TASK PROMPT:
Starting with the line that contains "Target: surfer's hand", reproduce each line through the end of the listing below, with no other output.

WORKING DATA:
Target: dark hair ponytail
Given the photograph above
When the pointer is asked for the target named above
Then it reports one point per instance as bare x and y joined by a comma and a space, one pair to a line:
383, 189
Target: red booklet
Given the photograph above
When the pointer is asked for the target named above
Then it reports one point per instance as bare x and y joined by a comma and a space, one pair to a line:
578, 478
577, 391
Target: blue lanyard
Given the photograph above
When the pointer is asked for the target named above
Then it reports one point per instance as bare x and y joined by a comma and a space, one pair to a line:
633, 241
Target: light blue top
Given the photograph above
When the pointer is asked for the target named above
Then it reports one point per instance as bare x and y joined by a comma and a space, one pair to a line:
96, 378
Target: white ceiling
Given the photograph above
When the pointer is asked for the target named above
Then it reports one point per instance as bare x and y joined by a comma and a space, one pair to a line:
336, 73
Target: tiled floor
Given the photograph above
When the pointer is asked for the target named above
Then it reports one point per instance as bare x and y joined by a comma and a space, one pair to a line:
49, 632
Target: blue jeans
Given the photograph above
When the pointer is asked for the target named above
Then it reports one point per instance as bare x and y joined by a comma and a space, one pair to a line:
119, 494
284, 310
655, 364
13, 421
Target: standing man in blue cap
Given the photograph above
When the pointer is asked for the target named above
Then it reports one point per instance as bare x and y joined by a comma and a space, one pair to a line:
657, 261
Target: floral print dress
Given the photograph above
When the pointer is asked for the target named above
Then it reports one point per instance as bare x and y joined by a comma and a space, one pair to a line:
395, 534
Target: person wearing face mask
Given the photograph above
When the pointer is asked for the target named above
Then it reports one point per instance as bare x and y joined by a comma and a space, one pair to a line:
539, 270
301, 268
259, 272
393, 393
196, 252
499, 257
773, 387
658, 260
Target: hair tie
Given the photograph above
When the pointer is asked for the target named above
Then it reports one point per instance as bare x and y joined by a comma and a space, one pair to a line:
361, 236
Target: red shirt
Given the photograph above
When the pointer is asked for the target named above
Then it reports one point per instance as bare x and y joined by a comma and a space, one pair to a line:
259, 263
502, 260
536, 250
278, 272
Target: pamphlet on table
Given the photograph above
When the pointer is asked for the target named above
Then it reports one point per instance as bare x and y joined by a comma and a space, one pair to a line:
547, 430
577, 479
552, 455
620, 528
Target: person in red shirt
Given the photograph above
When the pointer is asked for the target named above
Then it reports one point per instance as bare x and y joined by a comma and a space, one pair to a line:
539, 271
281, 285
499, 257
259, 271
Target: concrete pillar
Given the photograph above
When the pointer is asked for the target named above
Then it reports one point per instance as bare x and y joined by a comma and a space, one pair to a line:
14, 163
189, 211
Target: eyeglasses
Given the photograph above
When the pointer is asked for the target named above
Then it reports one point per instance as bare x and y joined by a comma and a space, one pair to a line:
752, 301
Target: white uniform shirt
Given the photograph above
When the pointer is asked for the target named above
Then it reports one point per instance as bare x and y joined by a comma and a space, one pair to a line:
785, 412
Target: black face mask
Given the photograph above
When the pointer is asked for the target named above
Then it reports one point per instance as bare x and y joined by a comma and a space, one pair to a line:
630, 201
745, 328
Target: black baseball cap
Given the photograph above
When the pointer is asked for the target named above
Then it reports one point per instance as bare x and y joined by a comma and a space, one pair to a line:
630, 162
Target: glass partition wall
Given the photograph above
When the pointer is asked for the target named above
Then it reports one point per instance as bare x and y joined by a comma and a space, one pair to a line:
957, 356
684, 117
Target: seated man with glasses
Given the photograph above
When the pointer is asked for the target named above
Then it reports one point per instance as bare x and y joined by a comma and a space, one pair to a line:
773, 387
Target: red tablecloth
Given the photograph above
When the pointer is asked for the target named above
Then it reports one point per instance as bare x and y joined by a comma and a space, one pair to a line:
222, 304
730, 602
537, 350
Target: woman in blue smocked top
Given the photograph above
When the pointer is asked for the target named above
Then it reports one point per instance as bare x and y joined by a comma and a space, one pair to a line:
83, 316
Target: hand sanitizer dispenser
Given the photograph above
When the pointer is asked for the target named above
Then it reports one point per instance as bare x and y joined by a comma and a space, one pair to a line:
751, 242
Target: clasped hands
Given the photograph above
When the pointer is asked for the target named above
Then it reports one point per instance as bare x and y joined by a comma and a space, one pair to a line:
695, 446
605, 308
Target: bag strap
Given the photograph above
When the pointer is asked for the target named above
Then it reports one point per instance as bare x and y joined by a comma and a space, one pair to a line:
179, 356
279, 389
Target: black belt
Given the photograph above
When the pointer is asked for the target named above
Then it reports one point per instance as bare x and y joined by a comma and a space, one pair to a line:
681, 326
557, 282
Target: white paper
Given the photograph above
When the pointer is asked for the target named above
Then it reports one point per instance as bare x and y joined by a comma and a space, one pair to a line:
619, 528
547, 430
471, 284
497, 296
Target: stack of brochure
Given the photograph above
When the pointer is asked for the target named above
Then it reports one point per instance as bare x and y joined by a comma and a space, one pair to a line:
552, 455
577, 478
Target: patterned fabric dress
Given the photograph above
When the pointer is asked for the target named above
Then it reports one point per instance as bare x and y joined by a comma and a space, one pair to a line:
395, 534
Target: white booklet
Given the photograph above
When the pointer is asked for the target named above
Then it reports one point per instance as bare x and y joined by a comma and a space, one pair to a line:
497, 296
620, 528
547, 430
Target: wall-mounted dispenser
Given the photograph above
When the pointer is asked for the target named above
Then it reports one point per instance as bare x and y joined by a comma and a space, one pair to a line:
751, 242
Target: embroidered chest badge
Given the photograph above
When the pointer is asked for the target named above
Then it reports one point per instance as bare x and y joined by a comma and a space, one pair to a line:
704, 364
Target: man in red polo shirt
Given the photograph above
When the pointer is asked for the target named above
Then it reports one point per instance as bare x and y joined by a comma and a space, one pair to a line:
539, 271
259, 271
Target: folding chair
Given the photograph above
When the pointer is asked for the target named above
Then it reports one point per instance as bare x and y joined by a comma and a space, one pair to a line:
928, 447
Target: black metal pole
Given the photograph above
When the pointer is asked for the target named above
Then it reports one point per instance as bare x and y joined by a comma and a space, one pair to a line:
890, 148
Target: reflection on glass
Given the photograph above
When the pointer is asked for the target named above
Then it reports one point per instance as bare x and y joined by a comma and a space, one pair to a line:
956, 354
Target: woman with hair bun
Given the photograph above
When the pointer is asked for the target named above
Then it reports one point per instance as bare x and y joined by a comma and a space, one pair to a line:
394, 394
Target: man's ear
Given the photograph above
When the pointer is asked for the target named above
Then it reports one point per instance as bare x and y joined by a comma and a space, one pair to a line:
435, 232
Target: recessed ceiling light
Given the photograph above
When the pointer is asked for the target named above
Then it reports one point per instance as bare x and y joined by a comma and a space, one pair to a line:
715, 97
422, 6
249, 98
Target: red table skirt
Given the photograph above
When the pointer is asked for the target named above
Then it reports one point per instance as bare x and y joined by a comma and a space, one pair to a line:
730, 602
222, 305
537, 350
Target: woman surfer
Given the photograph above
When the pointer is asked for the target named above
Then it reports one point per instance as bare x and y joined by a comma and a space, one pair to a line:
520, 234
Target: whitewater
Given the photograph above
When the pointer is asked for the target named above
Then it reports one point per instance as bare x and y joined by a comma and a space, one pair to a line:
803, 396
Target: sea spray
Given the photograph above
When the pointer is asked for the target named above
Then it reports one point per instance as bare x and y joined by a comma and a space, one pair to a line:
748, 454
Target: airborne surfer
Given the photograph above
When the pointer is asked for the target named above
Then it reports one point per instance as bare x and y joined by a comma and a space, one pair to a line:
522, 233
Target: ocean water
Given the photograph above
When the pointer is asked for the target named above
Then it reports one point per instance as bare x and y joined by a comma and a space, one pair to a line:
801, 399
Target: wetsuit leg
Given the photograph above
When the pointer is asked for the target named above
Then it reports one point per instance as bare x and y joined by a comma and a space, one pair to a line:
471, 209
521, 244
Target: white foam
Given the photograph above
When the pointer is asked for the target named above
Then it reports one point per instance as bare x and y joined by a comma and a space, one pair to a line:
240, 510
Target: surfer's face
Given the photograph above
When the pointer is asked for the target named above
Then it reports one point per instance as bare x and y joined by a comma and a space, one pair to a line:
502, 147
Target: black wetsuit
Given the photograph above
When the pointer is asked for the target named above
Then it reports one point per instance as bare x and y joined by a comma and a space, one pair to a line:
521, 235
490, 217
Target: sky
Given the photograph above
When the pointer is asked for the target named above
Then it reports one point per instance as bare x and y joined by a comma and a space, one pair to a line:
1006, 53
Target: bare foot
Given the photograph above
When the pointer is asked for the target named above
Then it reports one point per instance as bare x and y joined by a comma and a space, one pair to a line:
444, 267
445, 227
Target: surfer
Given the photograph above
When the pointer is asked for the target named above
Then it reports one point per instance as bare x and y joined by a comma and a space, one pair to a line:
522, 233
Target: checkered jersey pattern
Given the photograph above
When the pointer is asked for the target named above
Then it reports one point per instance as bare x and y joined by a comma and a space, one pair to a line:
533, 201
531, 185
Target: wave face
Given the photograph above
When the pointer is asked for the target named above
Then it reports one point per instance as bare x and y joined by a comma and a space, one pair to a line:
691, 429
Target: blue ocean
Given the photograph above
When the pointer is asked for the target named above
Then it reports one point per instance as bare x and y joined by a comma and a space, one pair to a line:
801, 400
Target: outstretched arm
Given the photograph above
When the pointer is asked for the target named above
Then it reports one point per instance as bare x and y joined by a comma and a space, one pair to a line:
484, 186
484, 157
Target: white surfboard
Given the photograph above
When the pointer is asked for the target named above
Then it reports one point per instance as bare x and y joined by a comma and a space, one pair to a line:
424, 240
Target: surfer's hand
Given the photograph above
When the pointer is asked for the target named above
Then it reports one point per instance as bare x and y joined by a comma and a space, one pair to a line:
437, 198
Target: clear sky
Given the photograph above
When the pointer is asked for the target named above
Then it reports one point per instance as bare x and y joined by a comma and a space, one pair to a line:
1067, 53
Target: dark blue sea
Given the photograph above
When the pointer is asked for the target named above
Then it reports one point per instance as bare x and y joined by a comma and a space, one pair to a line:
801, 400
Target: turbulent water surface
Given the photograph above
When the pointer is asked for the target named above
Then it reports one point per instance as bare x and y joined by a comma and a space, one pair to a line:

RESULT FOR THIS TASK:
Target: surfer's hand
Given the photograph above
When the pointer is asked for the target named above
Then it reports one point per instance as bare x and y joined by a comma and a space, one pair to a line:
437, 198
Target: clear sky
Given the photograph above
When the pointer is asked for the target named above
Then it reports one point per instance as bare x and y joined by a comma and a space, one pair to a line:
1067, 53
Target: dark blue sea
Given the photograph above
When the pointer is asked for the target named above
Then it reports one point per instance as bare x and y joined by a comma and a space, one pair to a line:
801, 400
Target: turbulent water surface
Given the photograph above
When the pointer is asked for the target named above
Then it reports one point per instance as bare x and y joined by a comma and a space, one pair to a line:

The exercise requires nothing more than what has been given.